# Vectorization

Vectorization - method to accelerate mathematical operations.

Vectorization converts algorithms that operate on single values into ones that operate on entire arrays (vectors) at once. This means that instead of using explicit loops to iterate through elements, you can apply functions directly to arrays, which NumPy handles internally using pre-compiled C code for efficiency

*TODO*:
Add "from scratch" implementation of np.vectorize

In [2]:
import numpy as np
import time

In [11]:
np.random.seed(42)

# Creating small arrays to demostrate difference in small array
x_small = np.random.rand(10_000)
y_small = np.random.rand(10_000)

# Creating large arrays to demostrate difference in small array
x_large = np.random.rand(100_000_000)
y_large = np.random.rand(100_000_000)

In [8]:
def my_dot(x: np.ndarray, y: np.ndarray) -> float:
    sum = 0
    for xi, yi in zip(x, y):
        sum += xi * yi
    
    return sum

## Compare implementations

### Small data

In [12]:
# Capture start time for vectorized version
start_time = time.time()
np.dot(x_small, y_small)
end_time = time.time()
print(f"Vectorized version duration: {1000 * (end_time - start_time):.2f} ms")

# Capture start time for non-vectorized version
start_time = time.time()

(Exercises)
1. In the vectorization notebook, what does NumPy use internally to apply functions to whole arrays efficiently?
2. Continue the vectorization notebook from its final line.

(Listing)
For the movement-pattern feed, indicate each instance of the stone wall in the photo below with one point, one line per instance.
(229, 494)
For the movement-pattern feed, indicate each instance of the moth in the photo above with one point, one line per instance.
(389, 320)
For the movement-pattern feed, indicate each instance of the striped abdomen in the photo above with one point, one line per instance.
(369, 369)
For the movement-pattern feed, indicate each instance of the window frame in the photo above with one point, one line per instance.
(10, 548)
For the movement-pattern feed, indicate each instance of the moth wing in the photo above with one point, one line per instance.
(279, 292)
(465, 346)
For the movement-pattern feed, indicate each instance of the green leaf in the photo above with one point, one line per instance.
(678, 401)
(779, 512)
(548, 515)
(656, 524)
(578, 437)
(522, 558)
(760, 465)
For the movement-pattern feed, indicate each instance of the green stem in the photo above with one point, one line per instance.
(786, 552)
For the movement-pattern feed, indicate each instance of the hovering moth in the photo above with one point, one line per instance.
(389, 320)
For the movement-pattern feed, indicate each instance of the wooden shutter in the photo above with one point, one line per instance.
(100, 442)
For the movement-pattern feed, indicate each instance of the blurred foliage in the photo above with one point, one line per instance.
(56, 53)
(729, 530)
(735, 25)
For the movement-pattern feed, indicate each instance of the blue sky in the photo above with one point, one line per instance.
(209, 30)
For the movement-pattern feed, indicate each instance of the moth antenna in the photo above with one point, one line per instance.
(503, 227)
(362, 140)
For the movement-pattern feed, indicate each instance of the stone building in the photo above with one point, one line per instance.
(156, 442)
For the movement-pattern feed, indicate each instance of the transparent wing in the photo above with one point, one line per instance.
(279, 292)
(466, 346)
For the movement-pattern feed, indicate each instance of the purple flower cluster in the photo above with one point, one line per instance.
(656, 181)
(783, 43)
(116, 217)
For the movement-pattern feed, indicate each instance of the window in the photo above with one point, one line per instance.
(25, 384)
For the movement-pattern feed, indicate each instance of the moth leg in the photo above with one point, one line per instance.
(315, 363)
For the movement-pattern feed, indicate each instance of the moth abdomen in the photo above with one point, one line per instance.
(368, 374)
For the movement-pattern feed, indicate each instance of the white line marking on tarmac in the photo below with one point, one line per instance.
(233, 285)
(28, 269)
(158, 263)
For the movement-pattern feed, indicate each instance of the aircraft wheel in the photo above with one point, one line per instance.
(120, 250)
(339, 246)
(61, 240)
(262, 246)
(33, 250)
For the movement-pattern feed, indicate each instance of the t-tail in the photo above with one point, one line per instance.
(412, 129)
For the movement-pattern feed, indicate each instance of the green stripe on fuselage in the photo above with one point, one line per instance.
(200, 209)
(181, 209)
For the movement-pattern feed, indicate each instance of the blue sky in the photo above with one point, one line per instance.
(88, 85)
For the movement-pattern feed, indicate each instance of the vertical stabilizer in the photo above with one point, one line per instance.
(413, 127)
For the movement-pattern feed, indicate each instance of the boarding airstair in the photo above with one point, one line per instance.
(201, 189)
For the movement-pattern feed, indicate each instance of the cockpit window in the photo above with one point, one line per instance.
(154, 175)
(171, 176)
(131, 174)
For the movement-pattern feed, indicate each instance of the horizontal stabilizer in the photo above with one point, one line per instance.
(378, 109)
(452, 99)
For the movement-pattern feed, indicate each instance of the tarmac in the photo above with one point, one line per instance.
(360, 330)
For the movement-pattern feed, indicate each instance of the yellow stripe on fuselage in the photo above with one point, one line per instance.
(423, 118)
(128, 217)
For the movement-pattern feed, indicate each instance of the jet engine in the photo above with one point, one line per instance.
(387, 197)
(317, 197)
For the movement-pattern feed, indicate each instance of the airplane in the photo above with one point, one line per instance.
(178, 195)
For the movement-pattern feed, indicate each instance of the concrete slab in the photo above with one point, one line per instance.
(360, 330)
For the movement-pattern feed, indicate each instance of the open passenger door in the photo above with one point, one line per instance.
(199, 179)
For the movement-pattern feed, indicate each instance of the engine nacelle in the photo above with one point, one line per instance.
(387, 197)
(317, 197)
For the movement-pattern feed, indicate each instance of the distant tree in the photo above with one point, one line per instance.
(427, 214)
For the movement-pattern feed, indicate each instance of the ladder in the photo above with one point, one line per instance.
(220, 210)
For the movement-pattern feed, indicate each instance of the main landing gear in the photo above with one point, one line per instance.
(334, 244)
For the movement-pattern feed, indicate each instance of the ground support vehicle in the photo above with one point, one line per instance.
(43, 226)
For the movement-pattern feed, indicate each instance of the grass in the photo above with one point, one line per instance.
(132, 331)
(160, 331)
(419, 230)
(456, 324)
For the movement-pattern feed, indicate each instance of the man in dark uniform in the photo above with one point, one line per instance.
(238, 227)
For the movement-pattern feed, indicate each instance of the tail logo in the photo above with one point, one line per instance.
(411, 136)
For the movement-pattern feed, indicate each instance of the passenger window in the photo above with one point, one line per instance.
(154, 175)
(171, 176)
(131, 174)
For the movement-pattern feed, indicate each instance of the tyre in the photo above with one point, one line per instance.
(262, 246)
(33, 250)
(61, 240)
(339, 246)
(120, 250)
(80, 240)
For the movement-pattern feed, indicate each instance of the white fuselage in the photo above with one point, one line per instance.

(Answers for the exercise)
1. Pre-compiled C code.

2.
my_dot(x_small, y_small)
end_time = time.time()
print(f"Non-Vectorized version duration: {1000 * (end_time - start_time):.2f} ms")

Vectorized version duration: 0.80 ms
Non-Vectorized version duration: 15.90 ms


### Large data

In [13]:
# Measure the time for the vectorized version on large arrays
start_time = time.time()
np.dot(x_large, y_large)
end_time = time.time()
print(f"Vectorized version duration (large arrays): {1000 * (end_time - start_time):.2f} ms")

# Measure the time for the non-vectorized version on large arrays
start_time = time.time()
my_dot(x_large, y_large)
end_time = time.time()
print(f"Non-Vectorized version duration (large arrays): {1000 * (end_time - start_time):.2f} ms")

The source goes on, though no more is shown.